--- Input data Enclosed Below ---
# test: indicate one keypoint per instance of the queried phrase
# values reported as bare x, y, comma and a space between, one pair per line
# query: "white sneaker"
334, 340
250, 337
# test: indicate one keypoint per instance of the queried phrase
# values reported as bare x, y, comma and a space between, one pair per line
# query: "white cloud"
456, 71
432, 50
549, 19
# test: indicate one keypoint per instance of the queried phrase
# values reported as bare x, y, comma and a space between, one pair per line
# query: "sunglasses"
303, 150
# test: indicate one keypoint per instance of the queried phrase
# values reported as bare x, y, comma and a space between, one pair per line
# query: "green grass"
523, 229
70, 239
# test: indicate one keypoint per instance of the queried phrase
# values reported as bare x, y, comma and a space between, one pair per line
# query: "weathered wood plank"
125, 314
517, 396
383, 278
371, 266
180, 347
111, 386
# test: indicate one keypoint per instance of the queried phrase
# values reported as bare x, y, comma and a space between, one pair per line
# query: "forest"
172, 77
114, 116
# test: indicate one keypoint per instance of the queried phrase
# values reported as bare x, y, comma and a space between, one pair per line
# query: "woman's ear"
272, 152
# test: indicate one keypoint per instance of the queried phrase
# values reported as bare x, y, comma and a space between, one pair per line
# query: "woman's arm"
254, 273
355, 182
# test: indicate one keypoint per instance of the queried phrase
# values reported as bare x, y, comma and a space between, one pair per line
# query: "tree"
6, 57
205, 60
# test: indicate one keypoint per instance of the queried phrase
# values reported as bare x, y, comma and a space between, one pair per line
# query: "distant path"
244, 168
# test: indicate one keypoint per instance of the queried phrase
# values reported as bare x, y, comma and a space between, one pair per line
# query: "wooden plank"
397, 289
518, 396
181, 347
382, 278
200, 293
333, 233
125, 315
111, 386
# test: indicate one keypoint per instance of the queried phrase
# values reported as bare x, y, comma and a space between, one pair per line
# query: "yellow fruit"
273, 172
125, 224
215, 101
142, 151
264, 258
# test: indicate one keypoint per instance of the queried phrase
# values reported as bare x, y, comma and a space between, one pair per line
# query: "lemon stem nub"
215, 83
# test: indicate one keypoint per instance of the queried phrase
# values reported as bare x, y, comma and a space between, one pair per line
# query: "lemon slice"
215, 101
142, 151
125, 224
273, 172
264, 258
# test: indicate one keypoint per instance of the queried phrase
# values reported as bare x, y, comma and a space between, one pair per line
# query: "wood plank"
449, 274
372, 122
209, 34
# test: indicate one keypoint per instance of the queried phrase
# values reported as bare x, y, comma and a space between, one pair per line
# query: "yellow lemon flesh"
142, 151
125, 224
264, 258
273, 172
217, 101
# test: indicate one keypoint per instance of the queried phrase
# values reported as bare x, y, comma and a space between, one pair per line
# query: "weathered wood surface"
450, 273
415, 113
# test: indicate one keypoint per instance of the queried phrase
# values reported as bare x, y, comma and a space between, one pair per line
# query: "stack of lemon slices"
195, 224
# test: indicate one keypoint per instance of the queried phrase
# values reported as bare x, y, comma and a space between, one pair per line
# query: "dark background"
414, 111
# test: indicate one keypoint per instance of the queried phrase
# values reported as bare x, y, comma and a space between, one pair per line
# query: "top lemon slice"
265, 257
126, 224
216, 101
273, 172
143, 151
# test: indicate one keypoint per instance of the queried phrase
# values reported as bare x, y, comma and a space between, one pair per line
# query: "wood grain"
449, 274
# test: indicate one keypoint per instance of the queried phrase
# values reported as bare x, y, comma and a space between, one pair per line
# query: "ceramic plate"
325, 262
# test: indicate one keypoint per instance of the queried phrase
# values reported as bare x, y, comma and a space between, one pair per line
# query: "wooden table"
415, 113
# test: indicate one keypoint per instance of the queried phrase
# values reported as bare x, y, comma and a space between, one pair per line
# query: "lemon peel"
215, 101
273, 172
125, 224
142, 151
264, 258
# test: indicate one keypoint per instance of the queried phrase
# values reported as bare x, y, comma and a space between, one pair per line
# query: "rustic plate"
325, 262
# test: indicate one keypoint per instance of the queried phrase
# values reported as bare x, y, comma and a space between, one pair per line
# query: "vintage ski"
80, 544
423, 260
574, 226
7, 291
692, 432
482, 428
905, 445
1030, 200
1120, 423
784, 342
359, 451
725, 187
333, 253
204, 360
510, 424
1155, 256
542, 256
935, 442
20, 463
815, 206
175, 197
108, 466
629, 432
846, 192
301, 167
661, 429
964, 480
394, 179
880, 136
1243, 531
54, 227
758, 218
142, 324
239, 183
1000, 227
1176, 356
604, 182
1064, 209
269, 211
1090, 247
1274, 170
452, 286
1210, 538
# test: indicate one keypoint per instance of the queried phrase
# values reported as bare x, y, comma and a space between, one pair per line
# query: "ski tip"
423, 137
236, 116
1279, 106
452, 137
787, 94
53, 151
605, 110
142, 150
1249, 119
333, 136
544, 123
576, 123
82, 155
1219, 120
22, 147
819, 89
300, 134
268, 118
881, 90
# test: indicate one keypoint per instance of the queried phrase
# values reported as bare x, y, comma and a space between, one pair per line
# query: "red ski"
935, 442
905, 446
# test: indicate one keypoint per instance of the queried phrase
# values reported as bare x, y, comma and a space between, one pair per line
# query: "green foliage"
--- End of Enclosed Input data ---
[What the task asks]:
All the entries should be output exactly as given.

[Your solution]:
# test: indicate one keypoint per instance of the queried phrase
# values reported as bare x, y, comma and a space between, one pair per line
# query: "white sneaker"
334, 340
250, 337
# test: indicate one keypoint per instance of the queried phrase
# values reported as bare x, y, comma and a space between, one pair per line
# query: "white cloud"
456, 71
432, 50
549, 19
# test: indicate one keypoint per instance of the queried phrase
# values reported as bare x, y, comma and a space between, one pair per line
# query: "sunglasses"
303, 150
# test: indicate one keypoint per instance of the queried phrase
# values reported as bare x, y, comma and a space between, one pair per line
# query: "green grass"
523, 229
70, 239
# test: indicate one keypoint per instance of the queried phrase
# values reported as bare x, y, comma and a space between, one pair per line
# query: "weathered wood plank"
125, 314
517, 396
383, 278
371, 266
180, 347
111, 386
# test: indicate one keypoint per instance of the queried phrase
# values reported as bare x, y, comma and a space between, one pair per line
# query: "forest"
172, 77
114, 116
# test: indicate one keypoint per instance of the queried phrase
# values reported as bare x, y, comma and a space between, one pair per line
# query: "woman's ear"
272, 152
# test: indicate one keypoint per instance of the queried phrase
# values reported as bare x, y, comma and a space between, one pair per line
# query: "woman's arm"
254, 273
355, 182
# test: indicate one keypoint per instance of the queried phrase
# values reported as bare x, y, comma and a space between, one pair per line
# query: "tree"
6, 57
205, 60
# test: indicate one keypoint per instance of the queried phrase
# values reported as bare x, y, comma and a space between, one pair per line
# query: "distant path"
244, 168
# test: indicate one keypoint per instance of the queried phrase
# values reported as bare x, y, comma and a space between, one pair per line
# query: "wooden plank"
397, 289
518, 396
181, 347
382, 278
200, 293
333, 233
125, 315
111, 386
# test: indicate one keypoint per instance of the queried phrase
# values reported as bare x, y, comma and a space between, one pair per line
# query: "yellow fruit"
273, 172
125, 224
215, 101
142, 151
264, 258
# test: indicate one keypoint per instance of the queried phrase
# values reported as bare x, y, comma and a space between, one pair per line
# query: "lemon stem nub"
215, 83
# test: indicate one keypoint per instance of the queried phrase
# values reported as bare x, y, comma and a space between, one pair per line
# query: "lemon slice"
215, 101
142, 151
125, 224
273, 172
264, 258
# test: indicate one keypoint per instance of the queried phrase
# values reported as bare x, y, comma and a space between, one pair per line
# query: "wood plank"
449, 274
372, 122
209, 34
# test: indicate one keypoint per instance of the queried phrase
# values reported as bare x, y, comma and a space between, one pair per line
# query: "yellow lemon flesh"
142, 151
125, 224
264, 258
273, 172
217, 101
# test: indicate one keypoint per instance of the queried phrase
# values reported as bare x, y, comma and a space between, one pair per line
# query: "weathered wood surface"
450, 273
415, 113
# test: indicate one keypoint per instance of the queried phrase
# values reported as bare x, y, comma and a space between, one pair per line
# query: "stack of lemon slices"
195, 224
# test: indicate one keypoint per instance of the queried phrase
# values reported as bare x, y, comma and a space between, one pair per line
# query: "dark background"
414, 111
# test: indicate one keypoint per instance of the queried phrase
# values reported as bare x, y, comma and a space between, one pair per line
# query: "top lemon slice"
265, 257
126, 224
216, 101
273, 172
143, 151
# test: indicate one keypoint per instance of the queried phrase
# values reported as bare x, y, comma and a space between, one pair per line
# query: "wood grain"
449, 274
# test: indicate one keypoint per instance of the queried phrase
# values reported as bare x, y, comma and a space between, one pair per line
# query: "ceramic plate"
325, 262
# test: indicate one keypoint per instance of the queried phrase
# values reported as bare x, y, comma and a space between, one pair per line
# query: "wooden table"
415, 113
# test: indicate one keypoint per instance of the queried phrase
# values reported as bare x, y, comma and a space between, one pair per line
# query: "lemon peel"
215, 101
273, 172
125, 224
142, 151
264, 258
# test: indicate one keypoint per instance of the queried phrase
# values reported as bare x, y, comma and a space between, one pair per line
# query: "rustic plate"
325, 262
# test: indicate one keypoint per instance of the queried phrase
# values reported as bare x, y, comma and a space between, one pair per line
# query: "vintage ski"
80, 544
423, 260
574, 226
7, 291
692, 432
482, 428
905, 445
1030, 200
1120, 423
784, 342
359, 451
725, 187
333, 253
204, 360
510, 424
1155, 256
542, 256
935, 442
20, 463
815, 206
175, 197
108, 466
629, 432
846, 192
301, 167
661, 429
964, 480
394, 179
880, 136
1243, 531
54, 227
758, 218
142, 324
239, 183
1000, 227
1176, 356
604, 182
1064, 209
269, 211
1090, 247
1274, 170
452, 286
1210, 538
# test: indicate one keypoint per instance of the queried phrase
# values reported as bare x, y, comma and a space between, one pair per line
# query: "ski tip"
423, 137
236, 116
1279, 106
452, 137
787, 94
53, 151
605, 110
142, 150
1249, 119
333, 136
544, 123
576, 123
82, 155
1219, 120
22, 147
819, 89
300, 134
268, 118
881, 90
# test: indicate one keypoint per instance of the queried phrase
# values reported as bare x, y, comma and a space between, one pair per line
# query: "red ski"
935, 442
905, 446
# test: indicate one keypoint per instance of the queried phrase
# values reported as bare x, y, comma and a space between, one pair per line
# query: "green foliage"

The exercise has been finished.